Extracted data entries

——————————

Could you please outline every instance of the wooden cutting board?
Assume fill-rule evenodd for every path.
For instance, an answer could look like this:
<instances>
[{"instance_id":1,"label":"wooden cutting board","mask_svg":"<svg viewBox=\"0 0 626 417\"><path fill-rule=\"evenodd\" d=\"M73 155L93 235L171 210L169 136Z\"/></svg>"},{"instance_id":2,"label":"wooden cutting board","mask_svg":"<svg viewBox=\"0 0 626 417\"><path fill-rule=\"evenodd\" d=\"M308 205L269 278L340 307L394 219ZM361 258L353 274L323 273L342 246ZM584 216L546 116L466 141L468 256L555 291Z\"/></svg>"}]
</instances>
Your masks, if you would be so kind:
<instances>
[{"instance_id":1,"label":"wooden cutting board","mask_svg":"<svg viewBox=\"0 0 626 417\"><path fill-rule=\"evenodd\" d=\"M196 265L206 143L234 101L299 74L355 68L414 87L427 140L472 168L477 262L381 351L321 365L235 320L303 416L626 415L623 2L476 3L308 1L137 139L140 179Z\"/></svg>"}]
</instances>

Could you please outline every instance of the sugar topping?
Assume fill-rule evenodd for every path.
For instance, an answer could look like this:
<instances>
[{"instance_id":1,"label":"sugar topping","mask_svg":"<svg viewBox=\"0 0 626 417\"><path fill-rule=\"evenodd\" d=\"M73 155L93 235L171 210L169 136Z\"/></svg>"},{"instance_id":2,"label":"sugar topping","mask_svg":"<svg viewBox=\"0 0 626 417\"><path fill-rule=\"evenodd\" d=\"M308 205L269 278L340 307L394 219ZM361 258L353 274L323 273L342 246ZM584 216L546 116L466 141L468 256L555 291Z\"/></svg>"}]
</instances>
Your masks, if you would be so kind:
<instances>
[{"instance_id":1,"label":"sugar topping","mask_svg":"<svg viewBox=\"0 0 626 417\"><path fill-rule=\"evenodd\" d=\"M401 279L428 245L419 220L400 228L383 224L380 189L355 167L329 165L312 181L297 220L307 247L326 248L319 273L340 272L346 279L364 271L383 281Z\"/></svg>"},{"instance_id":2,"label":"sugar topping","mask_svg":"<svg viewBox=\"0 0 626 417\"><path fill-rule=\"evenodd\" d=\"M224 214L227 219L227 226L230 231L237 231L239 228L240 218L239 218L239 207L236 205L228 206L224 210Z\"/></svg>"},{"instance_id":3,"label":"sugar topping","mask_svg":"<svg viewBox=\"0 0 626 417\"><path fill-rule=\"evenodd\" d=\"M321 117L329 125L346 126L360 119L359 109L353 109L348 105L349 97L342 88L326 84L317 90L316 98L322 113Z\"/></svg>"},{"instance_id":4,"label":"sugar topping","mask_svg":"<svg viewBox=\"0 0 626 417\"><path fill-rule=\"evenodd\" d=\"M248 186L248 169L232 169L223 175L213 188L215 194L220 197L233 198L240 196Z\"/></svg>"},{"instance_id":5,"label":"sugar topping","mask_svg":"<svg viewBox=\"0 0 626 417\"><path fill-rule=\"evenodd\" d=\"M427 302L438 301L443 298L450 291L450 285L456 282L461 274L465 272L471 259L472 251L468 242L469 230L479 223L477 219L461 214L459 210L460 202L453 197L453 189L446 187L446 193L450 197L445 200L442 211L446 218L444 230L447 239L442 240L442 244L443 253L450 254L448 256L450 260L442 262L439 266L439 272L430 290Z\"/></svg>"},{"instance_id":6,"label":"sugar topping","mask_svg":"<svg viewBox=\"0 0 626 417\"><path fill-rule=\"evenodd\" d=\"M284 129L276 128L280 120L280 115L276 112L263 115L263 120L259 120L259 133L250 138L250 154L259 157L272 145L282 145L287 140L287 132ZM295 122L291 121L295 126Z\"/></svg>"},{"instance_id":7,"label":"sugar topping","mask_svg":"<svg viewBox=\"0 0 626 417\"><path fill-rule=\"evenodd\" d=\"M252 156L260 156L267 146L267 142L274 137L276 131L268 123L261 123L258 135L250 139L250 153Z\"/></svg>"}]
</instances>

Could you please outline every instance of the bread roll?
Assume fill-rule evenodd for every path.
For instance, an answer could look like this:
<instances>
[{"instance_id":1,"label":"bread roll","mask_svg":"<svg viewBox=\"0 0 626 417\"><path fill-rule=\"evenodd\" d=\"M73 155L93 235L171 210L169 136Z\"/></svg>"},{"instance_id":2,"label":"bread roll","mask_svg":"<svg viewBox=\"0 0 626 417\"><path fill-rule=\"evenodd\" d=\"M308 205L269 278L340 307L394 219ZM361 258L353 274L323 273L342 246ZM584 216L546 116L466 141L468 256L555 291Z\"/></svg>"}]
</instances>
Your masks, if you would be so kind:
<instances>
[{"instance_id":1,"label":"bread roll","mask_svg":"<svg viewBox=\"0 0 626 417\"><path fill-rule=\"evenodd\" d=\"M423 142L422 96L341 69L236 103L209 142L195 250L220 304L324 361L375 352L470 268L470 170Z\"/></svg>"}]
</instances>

——————————

* What to do
Which of the lines above include the string "please"? Pick them out and copy them.

* Output below
Could you please outline every instance of the wooden cutting board?
Could you please outline every instance of the sugar topping?
Could you please outline every instance of the bread roll?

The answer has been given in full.